# [Given entries]
☆ ☆ ☆
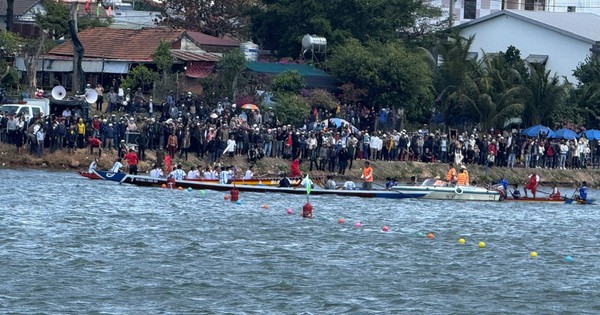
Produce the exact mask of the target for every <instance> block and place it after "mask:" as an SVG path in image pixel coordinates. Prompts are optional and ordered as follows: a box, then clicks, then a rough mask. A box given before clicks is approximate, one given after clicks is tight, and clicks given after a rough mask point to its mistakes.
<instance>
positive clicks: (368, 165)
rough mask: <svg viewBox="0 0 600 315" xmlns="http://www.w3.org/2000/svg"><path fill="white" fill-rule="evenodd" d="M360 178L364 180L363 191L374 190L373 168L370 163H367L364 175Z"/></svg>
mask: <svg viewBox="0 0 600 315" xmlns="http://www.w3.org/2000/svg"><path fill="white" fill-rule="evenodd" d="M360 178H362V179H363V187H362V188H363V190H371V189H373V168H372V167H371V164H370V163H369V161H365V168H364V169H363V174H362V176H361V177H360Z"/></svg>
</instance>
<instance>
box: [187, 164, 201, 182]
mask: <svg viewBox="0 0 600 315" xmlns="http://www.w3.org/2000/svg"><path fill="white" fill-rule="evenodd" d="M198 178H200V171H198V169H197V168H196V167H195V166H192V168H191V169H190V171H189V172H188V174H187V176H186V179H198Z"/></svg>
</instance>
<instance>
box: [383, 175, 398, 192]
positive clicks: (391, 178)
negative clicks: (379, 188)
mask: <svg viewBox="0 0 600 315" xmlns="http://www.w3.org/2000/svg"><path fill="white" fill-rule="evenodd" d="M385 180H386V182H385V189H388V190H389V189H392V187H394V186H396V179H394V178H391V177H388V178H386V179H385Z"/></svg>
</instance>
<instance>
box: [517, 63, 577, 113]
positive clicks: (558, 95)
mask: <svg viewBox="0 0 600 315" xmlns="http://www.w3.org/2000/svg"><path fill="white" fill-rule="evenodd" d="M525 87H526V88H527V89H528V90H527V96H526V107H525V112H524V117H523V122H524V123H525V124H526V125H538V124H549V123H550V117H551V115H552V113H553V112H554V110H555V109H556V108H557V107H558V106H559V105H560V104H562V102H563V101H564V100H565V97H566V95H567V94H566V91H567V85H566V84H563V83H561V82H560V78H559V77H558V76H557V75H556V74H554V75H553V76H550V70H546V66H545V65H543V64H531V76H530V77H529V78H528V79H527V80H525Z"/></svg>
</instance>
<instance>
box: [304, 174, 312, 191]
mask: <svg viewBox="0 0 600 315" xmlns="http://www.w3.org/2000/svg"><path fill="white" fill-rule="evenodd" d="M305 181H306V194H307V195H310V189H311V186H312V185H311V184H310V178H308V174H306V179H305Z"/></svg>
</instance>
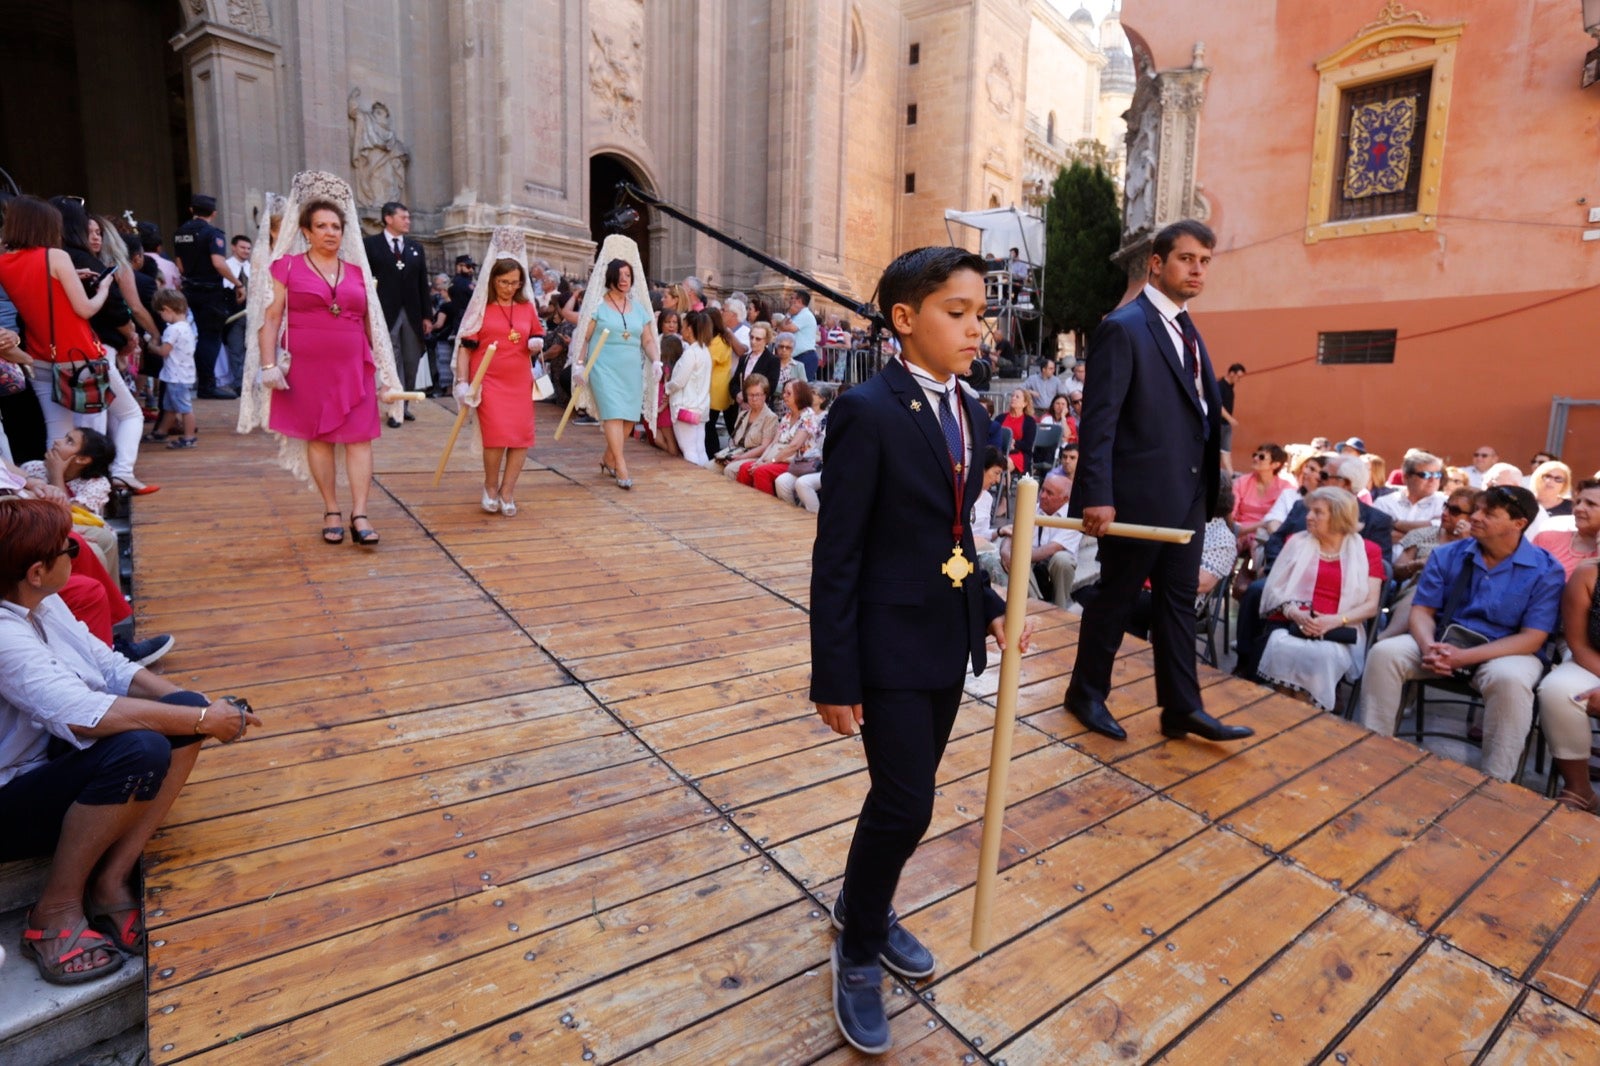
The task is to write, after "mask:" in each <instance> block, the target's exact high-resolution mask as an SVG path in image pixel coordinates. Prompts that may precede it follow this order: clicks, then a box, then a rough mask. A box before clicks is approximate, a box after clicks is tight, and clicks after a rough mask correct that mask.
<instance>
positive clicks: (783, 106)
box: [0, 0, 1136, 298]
☆ ☆ ☆
# [Required work]
How many lines in the items above contain the word "pixel"? Reply with the number alone.

# [Expected answer]
2